> [What to do]:
Count how many lines of the material contain the string "plant", then give that number and nothing more.

------------------------------------------------------------

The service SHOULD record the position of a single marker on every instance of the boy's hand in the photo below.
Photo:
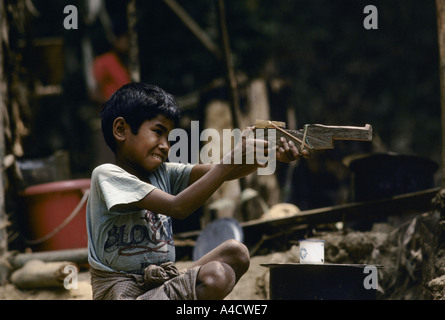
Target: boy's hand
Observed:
(289, 151)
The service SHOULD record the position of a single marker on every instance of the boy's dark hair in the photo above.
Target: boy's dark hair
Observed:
(136, 103)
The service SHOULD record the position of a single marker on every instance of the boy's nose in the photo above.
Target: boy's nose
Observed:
(164, 144)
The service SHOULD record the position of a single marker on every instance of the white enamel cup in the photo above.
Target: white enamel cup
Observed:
(312, 251)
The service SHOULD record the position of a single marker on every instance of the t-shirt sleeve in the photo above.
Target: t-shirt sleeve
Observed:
(120, 188)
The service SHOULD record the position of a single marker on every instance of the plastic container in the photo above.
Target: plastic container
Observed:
(54, 215)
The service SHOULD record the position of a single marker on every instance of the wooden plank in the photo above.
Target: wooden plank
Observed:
(315, 136)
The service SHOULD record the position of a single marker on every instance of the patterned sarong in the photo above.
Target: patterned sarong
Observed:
(162, 282)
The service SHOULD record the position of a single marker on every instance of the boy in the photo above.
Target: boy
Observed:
(131, 203)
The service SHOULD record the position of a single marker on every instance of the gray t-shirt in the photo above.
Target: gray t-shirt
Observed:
(130, 241)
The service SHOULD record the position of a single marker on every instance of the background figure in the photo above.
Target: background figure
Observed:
(110, 68)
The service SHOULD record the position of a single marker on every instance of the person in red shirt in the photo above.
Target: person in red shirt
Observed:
(110, 70)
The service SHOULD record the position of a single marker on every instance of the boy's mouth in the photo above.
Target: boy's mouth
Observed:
(158, 156)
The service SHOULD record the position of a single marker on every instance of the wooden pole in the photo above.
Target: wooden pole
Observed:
(440, 11)
(230, 71)
(3, 94)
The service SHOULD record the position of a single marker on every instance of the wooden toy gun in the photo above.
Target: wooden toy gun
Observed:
(315, 136)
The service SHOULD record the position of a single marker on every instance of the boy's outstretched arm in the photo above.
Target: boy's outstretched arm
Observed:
(205, 179)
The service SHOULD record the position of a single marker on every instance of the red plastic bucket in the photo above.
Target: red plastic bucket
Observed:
(54, 215)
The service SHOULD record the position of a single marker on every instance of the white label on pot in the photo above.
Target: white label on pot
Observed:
(312, 251)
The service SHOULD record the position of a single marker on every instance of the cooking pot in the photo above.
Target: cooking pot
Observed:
(294, 281)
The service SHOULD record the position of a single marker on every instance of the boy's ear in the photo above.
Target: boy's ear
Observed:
(119, 128)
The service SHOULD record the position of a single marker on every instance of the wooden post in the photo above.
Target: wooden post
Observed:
(440, 11)
(230, 73)
(3, 110)
(133, 65)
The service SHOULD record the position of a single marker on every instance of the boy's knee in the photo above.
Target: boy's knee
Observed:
(239, 253)
(217, 278)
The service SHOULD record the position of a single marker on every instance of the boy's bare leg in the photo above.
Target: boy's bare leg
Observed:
(221, 269)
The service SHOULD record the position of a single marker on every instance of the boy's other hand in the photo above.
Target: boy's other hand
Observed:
(289, 151)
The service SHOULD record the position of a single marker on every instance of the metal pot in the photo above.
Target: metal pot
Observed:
(293, 281)
(381, 175)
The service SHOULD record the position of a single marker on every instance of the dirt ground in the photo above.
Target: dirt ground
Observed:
(252, 286)
(412, 256)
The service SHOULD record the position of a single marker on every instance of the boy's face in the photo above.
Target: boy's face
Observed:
(148, 149)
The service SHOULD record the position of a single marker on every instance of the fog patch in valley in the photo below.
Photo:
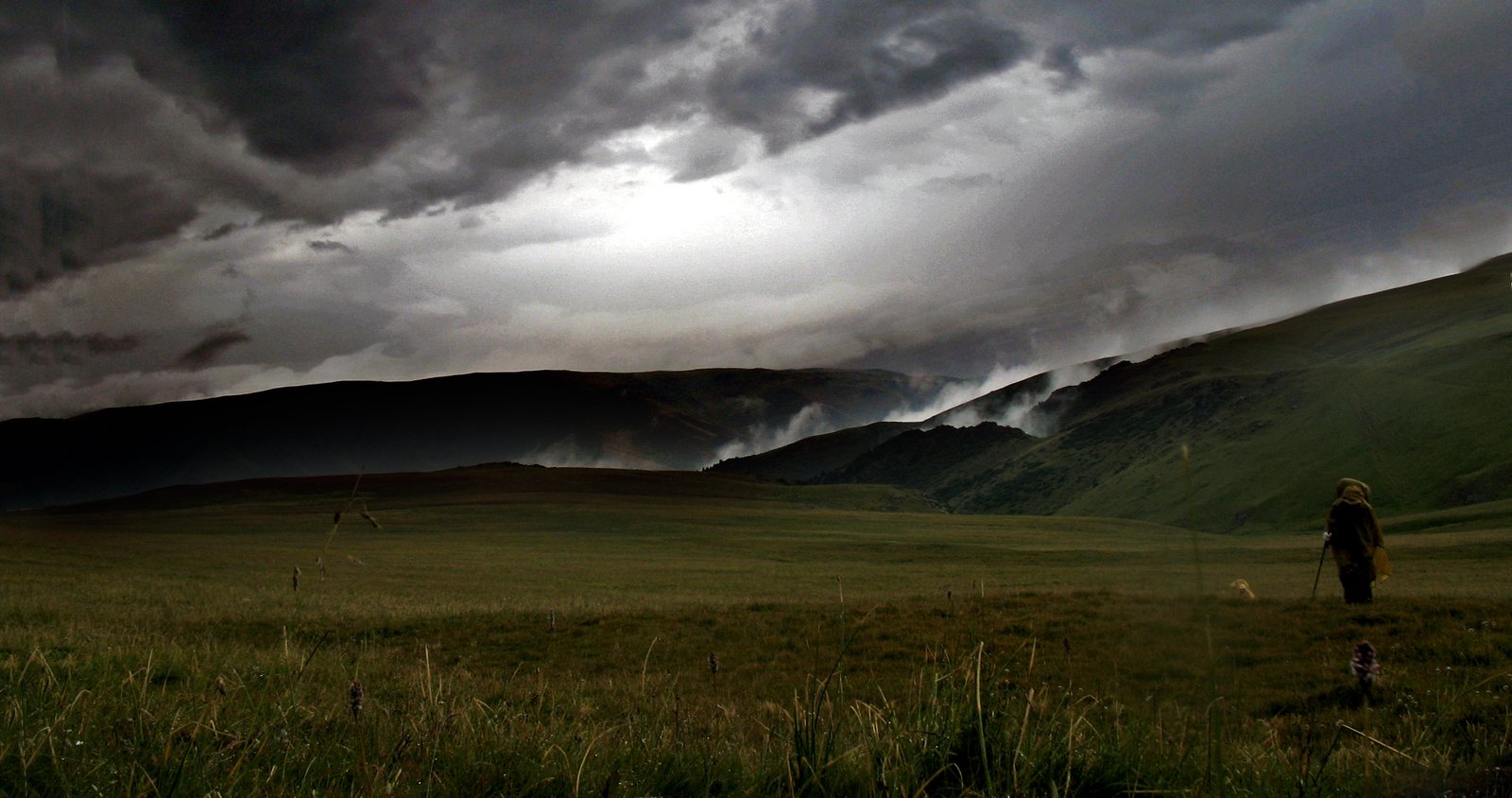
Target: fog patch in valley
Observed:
(808, 422)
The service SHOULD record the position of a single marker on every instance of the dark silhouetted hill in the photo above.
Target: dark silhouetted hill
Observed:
(643, 421)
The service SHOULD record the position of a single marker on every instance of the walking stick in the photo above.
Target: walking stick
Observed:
(1323, 553)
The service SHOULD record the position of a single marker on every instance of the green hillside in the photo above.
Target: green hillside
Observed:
(1406, 389)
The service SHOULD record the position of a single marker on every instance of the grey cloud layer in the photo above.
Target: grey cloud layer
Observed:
(355, 105)
(1229, 161)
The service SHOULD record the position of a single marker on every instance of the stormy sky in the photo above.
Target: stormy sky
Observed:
(204, 197)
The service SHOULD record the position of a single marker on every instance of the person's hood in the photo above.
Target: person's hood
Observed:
(1346, 484)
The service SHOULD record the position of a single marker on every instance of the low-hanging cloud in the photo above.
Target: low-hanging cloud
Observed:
(939, 186)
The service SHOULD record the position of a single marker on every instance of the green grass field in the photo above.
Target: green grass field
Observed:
(548, 632)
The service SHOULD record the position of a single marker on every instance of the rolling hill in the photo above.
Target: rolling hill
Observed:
(643, 421)
(1405, 389)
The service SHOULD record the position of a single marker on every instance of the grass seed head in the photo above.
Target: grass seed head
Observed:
(1366, 666)
(354, 699)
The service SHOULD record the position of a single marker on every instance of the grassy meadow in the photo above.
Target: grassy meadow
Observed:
(574, 632)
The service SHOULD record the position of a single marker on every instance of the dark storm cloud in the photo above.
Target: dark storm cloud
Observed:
(871, 56)
(211, 348)
(454, 101)
(330, 247)
(322, 86)
(1062, 60)
(60, 348)
(60, 221)
(1166, 26)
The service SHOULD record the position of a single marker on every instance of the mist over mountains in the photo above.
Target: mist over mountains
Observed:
(1405, 389)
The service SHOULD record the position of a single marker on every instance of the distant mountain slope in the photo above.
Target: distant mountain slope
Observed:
(1408, 390)
(808, 459)
(649, 421)
(942, 461)
(813, 459)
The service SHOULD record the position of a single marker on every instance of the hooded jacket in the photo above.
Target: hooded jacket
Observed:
(1355, 532)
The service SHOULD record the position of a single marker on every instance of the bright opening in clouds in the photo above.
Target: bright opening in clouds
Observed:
(206, 197)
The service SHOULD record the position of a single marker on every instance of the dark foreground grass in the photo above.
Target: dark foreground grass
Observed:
(1022, 694)
(557, 643)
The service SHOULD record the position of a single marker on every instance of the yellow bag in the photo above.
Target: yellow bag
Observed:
(1383, 564)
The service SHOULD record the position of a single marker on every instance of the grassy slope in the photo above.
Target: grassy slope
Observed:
(120, 618)
(1405, 389)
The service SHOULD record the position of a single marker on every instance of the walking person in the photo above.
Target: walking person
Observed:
(1353, 534)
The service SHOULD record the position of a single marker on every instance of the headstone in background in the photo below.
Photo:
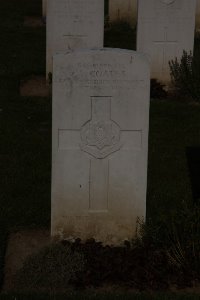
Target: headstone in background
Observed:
(73, 24)
(100, 144)
(123, 10)
(165, 29)
(44, 7)
(198, 16)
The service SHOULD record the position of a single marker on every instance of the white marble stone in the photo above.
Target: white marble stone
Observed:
(73, 24)
(44, 8)
(198, 16)
(100, 144)
(165, 29)
(123, 10)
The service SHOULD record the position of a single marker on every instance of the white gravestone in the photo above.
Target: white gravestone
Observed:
(100, 144)
(198, 16)
(165, 29)
(123, 10)
(44, 8)
(73, 24)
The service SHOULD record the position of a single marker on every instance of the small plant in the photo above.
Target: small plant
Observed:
(185, 76)
(157, 89)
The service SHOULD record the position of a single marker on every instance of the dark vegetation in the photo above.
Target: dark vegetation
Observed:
(168, 252)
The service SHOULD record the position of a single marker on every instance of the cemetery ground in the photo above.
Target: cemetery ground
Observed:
(167, 256)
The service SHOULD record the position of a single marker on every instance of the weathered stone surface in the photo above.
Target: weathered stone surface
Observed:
(123, 10)
(44, 8)
(165, 29)
(198, 16)
(100, 144)
(73, 24)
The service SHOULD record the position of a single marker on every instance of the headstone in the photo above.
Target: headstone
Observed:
(198, 16)
(123, 10)
(165, 29)
(100, 144)
(44, 7)
(73, 24)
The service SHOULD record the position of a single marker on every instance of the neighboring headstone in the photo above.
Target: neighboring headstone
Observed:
(165, 29)
(123, 10)
(100, 144)
(198, 16)
(73, 24)
(44, 8)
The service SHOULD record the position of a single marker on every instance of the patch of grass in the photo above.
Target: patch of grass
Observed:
(102, 296)
(53, 269)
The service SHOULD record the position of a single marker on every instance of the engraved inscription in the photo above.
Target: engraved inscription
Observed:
(93, 75)
(100, 136)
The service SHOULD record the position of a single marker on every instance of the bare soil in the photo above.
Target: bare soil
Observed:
(35, 86)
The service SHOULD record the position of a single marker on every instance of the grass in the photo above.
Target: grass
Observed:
(25, 132)
(102, 296)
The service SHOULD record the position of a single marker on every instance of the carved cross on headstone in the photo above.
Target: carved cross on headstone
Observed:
(100, 137)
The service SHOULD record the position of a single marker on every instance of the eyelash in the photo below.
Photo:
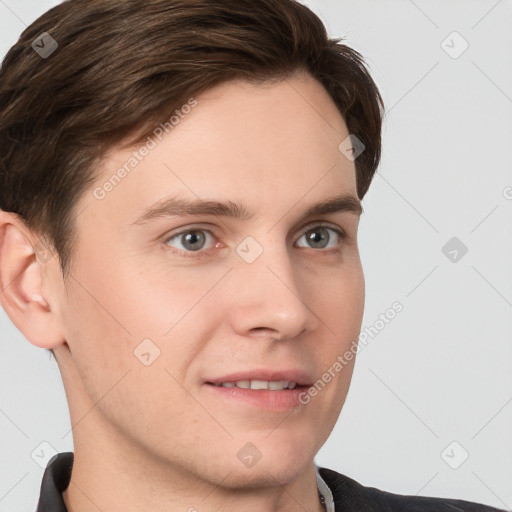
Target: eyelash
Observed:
(204, 253)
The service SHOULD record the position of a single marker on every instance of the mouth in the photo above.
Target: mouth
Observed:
(274, 391)
(276, 385)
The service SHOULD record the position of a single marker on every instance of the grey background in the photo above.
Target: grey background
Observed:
(441, 371)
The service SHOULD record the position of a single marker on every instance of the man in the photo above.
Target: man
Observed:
(191, 373)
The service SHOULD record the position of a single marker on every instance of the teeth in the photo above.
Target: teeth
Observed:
(261, 384)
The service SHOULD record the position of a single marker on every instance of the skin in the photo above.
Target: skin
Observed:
(155, 437)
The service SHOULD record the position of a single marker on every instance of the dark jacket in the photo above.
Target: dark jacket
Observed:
(349, 496)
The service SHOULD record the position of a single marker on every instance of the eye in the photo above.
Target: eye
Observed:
(194, 240)
(320, 238)
(191, 240)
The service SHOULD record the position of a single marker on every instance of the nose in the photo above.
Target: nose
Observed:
(270, 299)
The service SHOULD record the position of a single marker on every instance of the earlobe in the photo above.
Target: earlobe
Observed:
(20, 284)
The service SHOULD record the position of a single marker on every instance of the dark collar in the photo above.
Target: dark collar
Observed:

------------------------------------------------------------

> [Written solution]:
2